Referring expression pointing data:
━━━━━━━━━━━━━━━━
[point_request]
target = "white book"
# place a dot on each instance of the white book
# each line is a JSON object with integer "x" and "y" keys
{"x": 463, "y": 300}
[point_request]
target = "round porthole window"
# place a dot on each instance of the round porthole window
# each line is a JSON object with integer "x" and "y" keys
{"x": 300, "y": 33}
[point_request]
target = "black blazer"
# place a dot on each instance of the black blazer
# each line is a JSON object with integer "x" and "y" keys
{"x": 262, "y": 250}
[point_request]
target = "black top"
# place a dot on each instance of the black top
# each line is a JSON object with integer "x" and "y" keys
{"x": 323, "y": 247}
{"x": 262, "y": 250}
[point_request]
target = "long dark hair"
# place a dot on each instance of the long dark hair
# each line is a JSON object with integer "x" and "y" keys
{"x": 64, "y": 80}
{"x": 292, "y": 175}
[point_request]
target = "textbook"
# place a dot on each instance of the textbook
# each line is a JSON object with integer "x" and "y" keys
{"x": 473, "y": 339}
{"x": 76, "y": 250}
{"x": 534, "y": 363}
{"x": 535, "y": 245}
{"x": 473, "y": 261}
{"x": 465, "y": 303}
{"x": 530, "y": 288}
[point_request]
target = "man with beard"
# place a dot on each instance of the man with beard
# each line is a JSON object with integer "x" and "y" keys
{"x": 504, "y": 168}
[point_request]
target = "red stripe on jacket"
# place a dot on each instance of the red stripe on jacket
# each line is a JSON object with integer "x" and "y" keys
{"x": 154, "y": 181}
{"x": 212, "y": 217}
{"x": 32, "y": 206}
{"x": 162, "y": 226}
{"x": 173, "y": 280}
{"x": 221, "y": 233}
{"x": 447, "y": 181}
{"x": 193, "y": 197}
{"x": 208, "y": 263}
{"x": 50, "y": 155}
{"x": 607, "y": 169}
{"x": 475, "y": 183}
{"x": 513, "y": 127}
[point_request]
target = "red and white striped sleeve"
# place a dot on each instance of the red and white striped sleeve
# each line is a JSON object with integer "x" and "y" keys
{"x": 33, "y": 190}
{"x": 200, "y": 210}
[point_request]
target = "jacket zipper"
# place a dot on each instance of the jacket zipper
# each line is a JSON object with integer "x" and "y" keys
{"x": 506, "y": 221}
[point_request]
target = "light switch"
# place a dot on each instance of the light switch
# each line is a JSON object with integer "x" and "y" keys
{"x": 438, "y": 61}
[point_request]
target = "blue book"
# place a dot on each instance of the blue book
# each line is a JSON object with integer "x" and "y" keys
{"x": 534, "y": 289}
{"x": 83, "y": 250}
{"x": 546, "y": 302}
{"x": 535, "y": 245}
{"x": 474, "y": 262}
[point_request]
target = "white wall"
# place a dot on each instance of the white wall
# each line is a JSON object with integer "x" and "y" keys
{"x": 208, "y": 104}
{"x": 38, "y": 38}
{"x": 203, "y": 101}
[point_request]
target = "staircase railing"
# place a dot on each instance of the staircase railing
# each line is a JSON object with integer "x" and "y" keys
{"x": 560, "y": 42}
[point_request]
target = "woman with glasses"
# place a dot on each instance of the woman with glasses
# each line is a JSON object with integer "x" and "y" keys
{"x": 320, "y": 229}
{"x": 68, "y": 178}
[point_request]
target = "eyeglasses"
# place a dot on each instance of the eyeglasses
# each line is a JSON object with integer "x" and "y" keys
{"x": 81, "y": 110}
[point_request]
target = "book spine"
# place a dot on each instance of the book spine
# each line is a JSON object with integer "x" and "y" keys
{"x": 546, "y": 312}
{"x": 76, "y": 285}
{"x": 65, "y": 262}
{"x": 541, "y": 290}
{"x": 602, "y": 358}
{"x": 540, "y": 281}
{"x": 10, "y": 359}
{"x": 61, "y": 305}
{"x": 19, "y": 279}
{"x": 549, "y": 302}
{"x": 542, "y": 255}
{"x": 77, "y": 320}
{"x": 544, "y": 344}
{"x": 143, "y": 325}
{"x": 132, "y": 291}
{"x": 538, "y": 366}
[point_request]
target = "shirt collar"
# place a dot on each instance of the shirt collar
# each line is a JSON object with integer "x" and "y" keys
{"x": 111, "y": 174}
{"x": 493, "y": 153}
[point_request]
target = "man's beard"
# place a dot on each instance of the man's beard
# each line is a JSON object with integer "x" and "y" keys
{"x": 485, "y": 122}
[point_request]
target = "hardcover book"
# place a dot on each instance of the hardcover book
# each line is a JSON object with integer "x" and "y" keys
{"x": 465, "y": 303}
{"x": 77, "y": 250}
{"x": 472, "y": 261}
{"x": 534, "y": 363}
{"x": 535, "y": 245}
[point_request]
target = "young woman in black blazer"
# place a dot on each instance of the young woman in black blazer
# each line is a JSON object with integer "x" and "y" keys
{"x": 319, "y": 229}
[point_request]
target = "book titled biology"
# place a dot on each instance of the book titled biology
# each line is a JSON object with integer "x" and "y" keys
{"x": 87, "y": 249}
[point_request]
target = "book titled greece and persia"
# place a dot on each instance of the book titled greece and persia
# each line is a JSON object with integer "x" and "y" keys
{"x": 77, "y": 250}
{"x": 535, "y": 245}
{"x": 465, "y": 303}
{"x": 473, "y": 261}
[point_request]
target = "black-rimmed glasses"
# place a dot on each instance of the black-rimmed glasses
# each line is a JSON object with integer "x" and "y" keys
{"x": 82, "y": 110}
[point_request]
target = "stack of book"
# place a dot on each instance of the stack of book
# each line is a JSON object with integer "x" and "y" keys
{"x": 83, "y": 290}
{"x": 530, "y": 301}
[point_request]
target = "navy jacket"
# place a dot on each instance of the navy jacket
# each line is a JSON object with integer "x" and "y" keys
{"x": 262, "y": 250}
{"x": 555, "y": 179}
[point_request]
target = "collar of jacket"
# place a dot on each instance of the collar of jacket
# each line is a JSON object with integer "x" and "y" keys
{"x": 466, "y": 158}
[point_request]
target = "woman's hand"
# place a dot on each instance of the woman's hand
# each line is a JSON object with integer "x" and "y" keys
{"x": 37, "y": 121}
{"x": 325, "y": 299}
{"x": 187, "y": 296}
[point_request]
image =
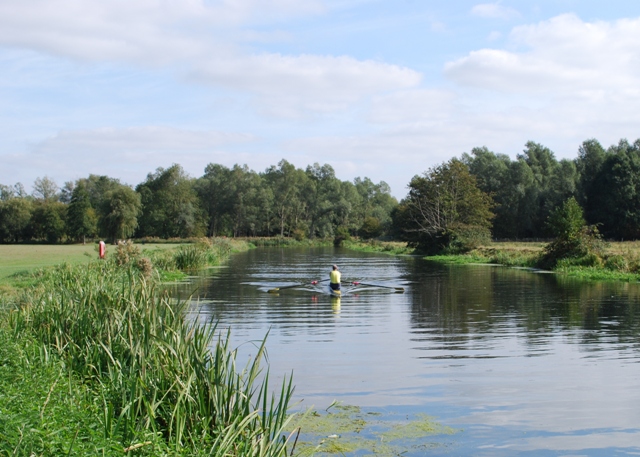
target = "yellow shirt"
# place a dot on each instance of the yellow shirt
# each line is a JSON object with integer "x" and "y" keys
{"x": 334, "y": 277}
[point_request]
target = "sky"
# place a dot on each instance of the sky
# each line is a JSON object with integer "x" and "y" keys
{"x": 384, "y": 89}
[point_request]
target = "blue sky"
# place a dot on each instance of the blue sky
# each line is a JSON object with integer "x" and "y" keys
{"x": 383, "y": 89}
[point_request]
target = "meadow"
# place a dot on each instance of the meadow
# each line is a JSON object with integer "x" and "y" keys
{"x": 97, "y": 359}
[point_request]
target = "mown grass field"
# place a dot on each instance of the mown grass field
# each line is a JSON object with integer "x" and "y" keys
{"x": 16, "y": 258}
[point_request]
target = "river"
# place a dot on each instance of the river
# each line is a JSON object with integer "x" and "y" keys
{"x": 516, "y": 362}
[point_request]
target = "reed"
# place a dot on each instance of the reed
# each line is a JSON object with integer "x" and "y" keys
{"x": 153, "y": 372}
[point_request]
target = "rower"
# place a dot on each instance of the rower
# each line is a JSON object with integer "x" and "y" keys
{"x": 334, "y": 278}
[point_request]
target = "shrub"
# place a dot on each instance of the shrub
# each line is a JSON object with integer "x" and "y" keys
{"x": 342, "y": 234}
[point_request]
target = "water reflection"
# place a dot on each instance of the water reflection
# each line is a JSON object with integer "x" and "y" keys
{"x": 524, "y": 362}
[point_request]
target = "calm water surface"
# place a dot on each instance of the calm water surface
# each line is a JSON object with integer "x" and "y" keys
{"x": 521, "y": 363}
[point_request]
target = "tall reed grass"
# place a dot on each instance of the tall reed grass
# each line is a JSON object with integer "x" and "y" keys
{"x": 153, "y": 372}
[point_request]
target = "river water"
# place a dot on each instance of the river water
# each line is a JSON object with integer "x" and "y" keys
{"x": 517, "y": 362}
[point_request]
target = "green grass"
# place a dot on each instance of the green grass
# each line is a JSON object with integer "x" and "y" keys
{"x": 43, "y": 409}
{"x": 19, "y": 258}
{"x": 140, "y": 376}
{"x": 383, "y": 247}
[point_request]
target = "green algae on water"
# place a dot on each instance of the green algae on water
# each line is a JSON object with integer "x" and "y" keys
{"x": 347, "y": 430}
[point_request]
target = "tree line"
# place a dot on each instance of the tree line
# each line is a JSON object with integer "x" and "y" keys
{"x": 283, "y": 200}
{"x": 478, "y": 195}
{"x": 483, "y": 194}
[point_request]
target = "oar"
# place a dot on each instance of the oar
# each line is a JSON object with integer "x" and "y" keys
{"x": 277, "y": 289}
{"x": 397, "y": 289}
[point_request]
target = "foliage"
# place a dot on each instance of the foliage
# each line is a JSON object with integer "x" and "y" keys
{"x": 119, "y": 213}
{"x": 170, "y": 206}
{"x": 152, "y": 373}
{"x": 82, "y": 220}
{"x": 371, "y": 228}
{"x": 43, "y": 409}
{"x": 342, "y": 234}
{"x": 574, "y": 239}
{"x": 15, "y": 218}
{"x": 48, "y": 221}
{"x": 445, "y": 210}
{"x": 614, "y": 198}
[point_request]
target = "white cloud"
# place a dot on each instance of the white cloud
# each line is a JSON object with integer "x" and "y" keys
{"x": 198, "y": 38}
{"x": 288, "y": 86}
{"x": 420, "y": 105}
{"x": 559, "y": 55}
{"x": 128, "y": 154}
{"x": 494, "y": 11}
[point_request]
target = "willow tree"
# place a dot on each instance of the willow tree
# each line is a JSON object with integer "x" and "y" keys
{"x": 445, "y": 210}
{"x": 119, "y": 213}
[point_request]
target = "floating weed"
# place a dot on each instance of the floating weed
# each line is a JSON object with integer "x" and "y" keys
{"x": 422, "y": 426}
{"x": 346, "y": 429}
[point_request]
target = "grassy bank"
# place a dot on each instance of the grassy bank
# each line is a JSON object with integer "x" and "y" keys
{"x": 97, "y": 360}
{"x": 620, "y": 261}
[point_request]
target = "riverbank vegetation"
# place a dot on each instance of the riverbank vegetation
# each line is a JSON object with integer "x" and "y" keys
{"x": 454, "y": 206}
{"x": 98, "y": 360}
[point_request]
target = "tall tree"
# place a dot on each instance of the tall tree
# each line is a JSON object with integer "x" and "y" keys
{"x": 45, "y": 189}
{"x": 615, "y": 197}
{"x": 82, "y": 219}
{"x": 118, "y": 215}
{"x": 591, "y": 157}
{"x": 48, "y": 221}
{"x": 321, "y": 193}
{"x": 445, "y": 209}
{"x": 15, "y": 215}
{"x": 169, "y": 204}
{"x": 286, "y": 183}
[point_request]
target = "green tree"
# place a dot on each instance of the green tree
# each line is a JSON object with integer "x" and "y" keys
{"x": 286, "y": 183}
{"x": 573, "y": 238}
{"x": 445, "y": 210}
{"x": 45, "y": 189}
{"x": 321, "y": 193}
{"x": 375, "y": 202}
{"x": 82, "y": 220}
{"x": 591, "y": 157}
{"x": 15, "y": 215}
{"x": 48, "y": 221}
{"x": 118, "y": 215}
{"x": 170, "y": 207}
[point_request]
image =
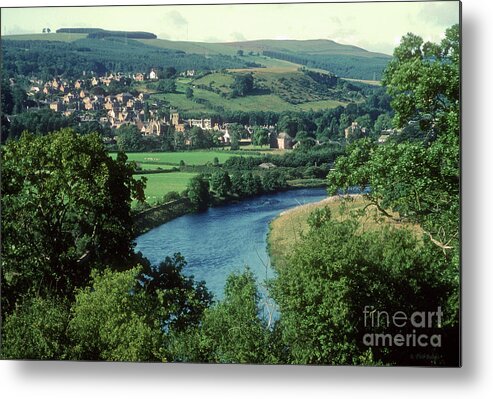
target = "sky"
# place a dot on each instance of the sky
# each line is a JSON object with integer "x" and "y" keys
{"x": 373, "y": 26}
━━━━━━━━━━━━━━━━
The required answer is a single number: how many lines above hold the string "stack".

2